» Task item: Each entry below must be repeated exactly. Leave the pictures out of it.
Data supplied Block Start
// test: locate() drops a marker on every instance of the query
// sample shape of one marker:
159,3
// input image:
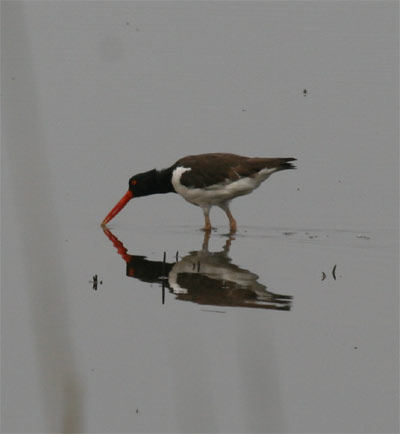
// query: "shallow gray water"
290,325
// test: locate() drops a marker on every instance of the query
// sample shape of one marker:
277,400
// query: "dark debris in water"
95,282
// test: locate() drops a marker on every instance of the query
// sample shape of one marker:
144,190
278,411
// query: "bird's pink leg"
232,221
207,225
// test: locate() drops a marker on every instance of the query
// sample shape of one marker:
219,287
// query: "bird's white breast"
217,193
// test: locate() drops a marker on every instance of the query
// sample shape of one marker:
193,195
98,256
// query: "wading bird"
205,180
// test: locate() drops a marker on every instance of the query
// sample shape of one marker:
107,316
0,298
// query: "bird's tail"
285,164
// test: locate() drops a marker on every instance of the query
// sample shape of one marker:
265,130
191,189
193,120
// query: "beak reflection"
203,277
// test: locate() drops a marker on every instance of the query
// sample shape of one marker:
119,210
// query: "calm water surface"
290,325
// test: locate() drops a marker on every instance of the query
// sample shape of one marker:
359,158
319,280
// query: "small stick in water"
334,272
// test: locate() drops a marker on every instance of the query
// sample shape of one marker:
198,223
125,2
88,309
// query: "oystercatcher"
205,180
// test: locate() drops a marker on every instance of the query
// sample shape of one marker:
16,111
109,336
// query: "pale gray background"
93,92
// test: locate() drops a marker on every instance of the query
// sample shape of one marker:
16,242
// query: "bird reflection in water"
203,277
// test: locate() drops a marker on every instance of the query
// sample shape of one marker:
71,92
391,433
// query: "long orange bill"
124,200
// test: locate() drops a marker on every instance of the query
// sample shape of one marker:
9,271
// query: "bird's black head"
144,184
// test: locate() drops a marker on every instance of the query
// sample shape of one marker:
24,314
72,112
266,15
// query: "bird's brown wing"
219,168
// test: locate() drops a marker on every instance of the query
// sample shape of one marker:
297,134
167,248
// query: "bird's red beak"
117,208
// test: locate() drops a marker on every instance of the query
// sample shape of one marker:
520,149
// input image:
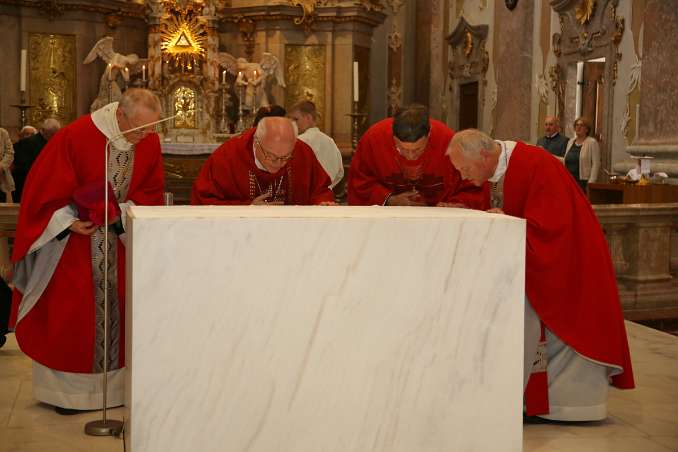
Data supplied Block End
» Worked solution:
// test: locate() drops a marker on every instance of the query
// sample shape of one marker:
159,3
// input image:
// query: "shallow gray water"
290,325
// test: locate() drops a marker on every instance of the query
// sample shape of one marker:
277,400
// query: "dark debris in water"
95,282
// test: locate() drops a marker on every instance of the query
// sample shape of one marker:
144,190
278,411
// query: "bird's pink leg"
232,221
207,225
// test: locate() drops a marker on every instance of the query
// sample shape of one marker:
219,287
// query: "bird's white breast"
217,193
// test: locate() drops a marker on every instance of the query
// sample shape of one marker:
193,195
98,256
// query: "wading bird"
205,180
// test: locate() drops a marker on every instance of the query
// sample shape of one marker:
107,316
0,298
// query: "bird's tail"
285,164
// test: locate() drops a marker on every instance of the query
// sample shape of one marker:
265,130
191,189
193,120
// query: "beak reflection"
203,277
// test: locate() drops a marker on every instance of the query
// sample shape of one marker:
119,210
// query: "calm water surface"
290,325
// test: locate() drops a marker on every instance of the query
// sample shape of one marker:
359,158
319,280
// query: "small stick in water"
334,272
// test: locate() drops a marker on every instance of the query
// sample shape of one marker:
198,223
125,2
88,309
// query: "oystercatcher"
205,180
// test: locate() drops a marker on every instance of the query
// sample shape of one marker:
16,111
109,336
// query: "pale gray background"
93,92
// test: locate() drops a marker on every instance of the query
// sample shape of one marker:
16,242
// query: "bird reflection in water"
203,277
// test: locate() drops a marker on every instance of the query
// sample shape of one marker:
71,92
391,433
// query: "long orange bill"
124,200
// test: locate() drops a marker on every instance of the query
// sample shape of one marker:
9,271
// query: "bird's black head"
144,184
// test: locate() drops a marker on every instance of the query
// sample shape of one marker:
24,314
72,112
266,15
// query: "bird's brown wing"
219,168
// test: locate() drops a marker on every instance of the query
// sample shape of one marker:
297,134
167,248
// query: "bird's red beak"
117,208
// test: locate() drops a marker on every instance of the query
// sample shape of one marker:
520,149
// input image:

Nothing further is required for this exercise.